- PROBLEM DESCRIPTION: Copy the items below word for word, starting with the line that contains "Presence check: is there any roof" and going on through the line that contains "[93,67,245,118]".

═══ AVAILABLE RECORDS

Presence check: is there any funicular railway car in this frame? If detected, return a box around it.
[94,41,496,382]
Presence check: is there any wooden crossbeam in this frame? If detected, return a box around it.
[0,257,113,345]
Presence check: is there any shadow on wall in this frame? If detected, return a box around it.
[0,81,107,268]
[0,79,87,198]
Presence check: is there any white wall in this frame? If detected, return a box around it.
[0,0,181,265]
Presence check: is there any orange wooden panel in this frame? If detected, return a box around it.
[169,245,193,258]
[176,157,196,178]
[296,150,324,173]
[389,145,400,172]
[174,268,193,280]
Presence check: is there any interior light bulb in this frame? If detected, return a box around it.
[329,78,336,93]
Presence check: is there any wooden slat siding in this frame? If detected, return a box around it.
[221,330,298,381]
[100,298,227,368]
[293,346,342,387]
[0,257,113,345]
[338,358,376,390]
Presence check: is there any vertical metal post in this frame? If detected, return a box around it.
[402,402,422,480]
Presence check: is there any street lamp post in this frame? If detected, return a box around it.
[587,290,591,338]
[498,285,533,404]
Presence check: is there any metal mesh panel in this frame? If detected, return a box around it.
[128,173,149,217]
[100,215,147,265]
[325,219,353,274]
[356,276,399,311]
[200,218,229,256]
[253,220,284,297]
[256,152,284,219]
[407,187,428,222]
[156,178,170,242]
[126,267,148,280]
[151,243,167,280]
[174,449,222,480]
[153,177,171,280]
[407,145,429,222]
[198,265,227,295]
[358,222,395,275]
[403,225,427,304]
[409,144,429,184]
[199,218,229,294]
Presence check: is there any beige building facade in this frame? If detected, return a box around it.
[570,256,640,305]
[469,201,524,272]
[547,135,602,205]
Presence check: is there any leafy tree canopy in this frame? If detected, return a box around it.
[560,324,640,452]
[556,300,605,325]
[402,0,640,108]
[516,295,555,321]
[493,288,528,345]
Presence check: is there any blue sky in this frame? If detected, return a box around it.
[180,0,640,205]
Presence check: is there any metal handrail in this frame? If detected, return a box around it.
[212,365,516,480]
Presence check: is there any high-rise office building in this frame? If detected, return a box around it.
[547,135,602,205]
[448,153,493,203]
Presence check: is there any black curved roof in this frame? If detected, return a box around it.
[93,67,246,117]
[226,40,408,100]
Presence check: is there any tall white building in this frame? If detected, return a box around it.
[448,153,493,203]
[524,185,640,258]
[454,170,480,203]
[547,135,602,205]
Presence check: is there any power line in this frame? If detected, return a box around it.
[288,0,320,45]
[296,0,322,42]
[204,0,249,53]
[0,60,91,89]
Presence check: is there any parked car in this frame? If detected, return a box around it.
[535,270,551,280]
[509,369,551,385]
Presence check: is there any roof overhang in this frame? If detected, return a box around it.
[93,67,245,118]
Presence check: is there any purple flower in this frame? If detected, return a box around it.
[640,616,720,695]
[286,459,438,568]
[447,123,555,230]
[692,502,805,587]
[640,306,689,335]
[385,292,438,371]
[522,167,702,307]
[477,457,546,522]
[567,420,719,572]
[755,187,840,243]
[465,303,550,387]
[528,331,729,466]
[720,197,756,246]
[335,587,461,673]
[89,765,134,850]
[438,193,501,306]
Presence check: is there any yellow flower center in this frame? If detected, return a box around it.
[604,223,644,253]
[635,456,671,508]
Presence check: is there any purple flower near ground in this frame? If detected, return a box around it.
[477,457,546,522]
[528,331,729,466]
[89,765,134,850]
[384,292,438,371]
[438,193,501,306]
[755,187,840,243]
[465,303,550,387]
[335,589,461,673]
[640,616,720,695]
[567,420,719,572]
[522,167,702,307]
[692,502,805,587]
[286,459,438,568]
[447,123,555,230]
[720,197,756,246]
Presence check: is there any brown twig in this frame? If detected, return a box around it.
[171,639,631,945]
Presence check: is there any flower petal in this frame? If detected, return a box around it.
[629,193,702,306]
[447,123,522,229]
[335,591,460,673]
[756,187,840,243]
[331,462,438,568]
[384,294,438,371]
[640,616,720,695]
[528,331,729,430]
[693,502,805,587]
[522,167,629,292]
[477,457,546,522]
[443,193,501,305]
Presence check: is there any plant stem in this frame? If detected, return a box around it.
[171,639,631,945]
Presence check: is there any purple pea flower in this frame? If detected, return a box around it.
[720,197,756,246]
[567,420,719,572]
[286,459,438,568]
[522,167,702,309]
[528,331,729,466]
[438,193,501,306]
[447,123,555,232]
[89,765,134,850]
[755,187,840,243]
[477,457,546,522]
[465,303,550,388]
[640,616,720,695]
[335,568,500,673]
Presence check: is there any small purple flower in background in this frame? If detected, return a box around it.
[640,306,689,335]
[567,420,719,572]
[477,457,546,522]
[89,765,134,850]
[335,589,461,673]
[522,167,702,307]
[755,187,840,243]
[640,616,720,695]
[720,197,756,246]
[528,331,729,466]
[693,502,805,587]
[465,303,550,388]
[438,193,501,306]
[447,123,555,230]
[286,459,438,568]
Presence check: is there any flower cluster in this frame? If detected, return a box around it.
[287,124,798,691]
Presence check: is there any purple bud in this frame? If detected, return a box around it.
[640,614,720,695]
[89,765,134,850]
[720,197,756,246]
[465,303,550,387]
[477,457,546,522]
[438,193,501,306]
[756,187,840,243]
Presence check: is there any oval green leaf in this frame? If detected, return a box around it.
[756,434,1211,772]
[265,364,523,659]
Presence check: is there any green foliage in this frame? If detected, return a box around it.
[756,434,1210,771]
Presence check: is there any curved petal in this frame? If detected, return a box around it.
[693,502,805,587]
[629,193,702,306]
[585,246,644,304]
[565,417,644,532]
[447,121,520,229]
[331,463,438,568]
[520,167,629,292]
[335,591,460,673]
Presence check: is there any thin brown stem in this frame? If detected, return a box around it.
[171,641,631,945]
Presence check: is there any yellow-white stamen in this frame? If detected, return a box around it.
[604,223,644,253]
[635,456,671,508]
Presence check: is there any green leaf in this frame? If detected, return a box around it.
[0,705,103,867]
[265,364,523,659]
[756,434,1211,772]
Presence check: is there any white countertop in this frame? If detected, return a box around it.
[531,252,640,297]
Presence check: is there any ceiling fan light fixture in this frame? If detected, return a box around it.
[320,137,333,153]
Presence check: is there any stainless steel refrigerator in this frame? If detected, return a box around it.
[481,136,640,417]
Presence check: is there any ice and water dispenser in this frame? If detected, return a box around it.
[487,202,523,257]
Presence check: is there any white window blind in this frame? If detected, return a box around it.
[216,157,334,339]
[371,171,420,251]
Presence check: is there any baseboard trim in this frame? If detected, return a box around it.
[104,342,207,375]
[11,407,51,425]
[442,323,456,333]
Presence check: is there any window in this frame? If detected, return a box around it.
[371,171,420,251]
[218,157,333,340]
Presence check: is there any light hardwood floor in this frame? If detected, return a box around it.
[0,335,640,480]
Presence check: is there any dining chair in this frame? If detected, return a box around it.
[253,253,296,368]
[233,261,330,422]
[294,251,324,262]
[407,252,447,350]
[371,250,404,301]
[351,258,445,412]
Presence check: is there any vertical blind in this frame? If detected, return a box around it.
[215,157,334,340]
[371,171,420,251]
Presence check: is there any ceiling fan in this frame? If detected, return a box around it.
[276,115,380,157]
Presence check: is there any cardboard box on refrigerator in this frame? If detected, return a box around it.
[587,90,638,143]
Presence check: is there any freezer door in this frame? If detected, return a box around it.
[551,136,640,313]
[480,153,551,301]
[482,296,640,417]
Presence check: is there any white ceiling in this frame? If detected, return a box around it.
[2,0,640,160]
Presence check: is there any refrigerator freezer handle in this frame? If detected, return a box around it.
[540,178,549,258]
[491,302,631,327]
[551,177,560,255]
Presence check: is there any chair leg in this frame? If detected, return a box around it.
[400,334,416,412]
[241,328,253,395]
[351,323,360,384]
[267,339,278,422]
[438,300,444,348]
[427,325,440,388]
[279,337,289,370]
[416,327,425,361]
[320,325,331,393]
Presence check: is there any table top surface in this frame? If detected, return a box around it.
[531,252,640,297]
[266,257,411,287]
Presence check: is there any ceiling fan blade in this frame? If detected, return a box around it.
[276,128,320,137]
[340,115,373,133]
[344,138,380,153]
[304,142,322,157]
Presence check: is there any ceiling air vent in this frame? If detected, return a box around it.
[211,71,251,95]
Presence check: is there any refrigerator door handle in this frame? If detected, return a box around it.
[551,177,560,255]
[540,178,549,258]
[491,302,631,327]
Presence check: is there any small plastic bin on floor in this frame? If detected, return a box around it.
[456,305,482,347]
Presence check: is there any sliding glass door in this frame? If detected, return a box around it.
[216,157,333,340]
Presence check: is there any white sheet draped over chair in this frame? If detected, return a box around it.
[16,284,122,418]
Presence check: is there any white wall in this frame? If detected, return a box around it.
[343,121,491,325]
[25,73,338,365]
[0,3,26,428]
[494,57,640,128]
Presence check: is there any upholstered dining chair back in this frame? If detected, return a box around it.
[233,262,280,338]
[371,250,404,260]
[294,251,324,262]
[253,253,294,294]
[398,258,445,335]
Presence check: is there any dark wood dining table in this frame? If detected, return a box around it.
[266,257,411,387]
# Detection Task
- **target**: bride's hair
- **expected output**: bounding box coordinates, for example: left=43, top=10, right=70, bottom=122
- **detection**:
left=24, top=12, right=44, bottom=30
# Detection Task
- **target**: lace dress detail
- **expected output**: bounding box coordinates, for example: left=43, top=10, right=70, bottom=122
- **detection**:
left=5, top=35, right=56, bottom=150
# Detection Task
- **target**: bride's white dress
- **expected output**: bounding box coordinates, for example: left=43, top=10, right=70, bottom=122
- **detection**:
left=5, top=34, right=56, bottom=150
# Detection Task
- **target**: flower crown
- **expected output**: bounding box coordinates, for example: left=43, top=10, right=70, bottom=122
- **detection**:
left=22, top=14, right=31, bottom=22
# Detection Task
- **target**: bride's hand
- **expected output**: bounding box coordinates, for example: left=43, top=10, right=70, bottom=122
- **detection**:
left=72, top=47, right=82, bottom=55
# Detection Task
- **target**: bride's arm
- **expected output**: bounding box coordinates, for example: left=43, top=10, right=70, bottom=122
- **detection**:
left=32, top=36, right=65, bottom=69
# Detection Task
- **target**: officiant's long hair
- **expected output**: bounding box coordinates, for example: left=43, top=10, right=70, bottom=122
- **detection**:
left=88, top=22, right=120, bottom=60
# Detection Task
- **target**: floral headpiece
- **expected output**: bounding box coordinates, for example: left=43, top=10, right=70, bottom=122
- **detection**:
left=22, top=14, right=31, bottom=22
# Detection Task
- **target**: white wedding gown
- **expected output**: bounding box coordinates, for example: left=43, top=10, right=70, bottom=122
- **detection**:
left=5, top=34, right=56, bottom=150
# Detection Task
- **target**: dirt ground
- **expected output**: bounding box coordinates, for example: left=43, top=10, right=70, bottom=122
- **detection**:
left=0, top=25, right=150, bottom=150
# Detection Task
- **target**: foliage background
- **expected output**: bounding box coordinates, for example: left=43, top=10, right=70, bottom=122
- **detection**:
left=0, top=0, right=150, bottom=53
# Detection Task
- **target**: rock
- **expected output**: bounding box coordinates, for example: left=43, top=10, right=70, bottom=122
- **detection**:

══════

- TASK RESULT:
Presence check: is there any roof overhang in this frame? If detected, return a box around it.
[93,67,245,118]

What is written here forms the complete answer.